STATED GOAL:
Report every line in the material below that contains the word "hair", copying each such line in full.

EXCERPTED RECORDS:
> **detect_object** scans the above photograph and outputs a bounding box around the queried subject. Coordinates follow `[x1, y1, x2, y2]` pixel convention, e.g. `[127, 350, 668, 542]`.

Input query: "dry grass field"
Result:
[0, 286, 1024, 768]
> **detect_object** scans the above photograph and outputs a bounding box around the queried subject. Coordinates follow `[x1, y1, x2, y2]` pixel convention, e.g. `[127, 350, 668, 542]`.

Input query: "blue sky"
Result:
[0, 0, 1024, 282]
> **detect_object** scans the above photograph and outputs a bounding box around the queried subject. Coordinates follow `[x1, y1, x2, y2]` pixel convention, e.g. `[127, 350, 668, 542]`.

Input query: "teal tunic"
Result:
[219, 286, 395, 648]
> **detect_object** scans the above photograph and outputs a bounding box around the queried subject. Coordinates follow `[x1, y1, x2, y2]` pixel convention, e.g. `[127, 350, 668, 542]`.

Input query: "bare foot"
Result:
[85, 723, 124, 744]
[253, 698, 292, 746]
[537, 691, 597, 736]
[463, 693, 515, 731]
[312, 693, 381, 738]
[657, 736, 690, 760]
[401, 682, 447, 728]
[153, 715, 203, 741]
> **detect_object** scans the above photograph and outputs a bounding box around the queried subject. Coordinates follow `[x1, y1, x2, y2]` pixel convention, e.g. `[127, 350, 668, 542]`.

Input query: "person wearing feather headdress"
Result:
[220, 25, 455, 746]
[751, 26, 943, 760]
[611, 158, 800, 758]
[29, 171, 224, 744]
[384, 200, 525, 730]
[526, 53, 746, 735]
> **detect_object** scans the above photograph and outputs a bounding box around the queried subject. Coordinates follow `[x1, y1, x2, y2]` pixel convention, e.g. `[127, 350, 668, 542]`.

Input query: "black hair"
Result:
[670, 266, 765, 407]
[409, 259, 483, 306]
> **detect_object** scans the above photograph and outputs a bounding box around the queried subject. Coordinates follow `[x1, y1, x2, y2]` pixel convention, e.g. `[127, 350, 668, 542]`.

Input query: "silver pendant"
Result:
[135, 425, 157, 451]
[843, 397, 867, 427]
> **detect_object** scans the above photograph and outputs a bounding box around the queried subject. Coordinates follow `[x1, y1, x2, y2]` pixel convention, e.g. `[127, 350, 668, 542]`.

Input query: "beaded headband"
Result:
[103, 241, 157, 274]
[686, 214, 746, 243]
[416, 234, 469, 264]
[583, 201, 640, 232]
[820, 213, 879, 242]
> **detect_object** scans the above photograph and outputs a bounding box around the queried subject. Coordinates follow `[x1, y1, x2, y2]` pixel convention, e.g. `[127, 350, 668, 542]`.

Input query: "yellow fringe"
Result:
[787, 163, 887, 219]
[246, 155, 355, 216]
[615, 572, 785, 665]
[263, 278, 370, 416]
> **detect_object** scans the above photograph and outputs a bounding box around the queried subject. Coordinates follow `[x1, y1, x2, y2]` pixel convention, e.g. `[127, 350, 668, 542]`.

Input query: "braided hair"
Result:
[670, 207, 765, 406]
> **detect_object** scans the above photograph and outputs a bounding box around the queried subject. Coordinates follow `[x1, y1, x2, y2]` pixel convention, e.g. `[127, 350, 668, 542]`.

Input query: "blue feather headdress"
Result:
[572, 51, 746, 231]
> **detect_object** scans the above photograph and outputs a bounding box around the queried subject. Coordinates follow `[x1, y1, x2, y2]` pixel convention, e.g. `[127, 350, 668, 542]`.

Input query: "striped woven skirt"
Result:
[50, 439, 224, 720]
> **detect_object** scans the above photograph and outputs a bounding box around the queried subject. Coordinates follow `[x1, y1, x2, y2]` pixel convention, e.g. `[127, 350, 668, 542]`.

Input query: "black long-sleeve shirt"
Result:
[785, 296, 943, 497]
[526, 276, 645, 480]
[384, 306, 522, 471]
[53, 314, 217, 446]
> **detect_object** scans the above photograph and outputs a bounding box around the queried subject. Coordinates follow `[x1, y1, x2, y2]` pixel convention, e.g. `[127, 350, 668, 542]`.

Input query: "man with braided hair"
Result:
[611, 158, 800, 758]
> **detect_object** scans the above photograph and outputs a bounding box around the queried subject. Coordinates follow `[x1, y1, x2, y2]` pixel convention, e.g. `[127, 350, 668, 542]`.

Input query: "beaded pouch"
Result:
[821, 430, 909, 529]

FULL ANSWER:
Input query: "black hair"
Input query: "braided hair"
Input query: "man with braided hair"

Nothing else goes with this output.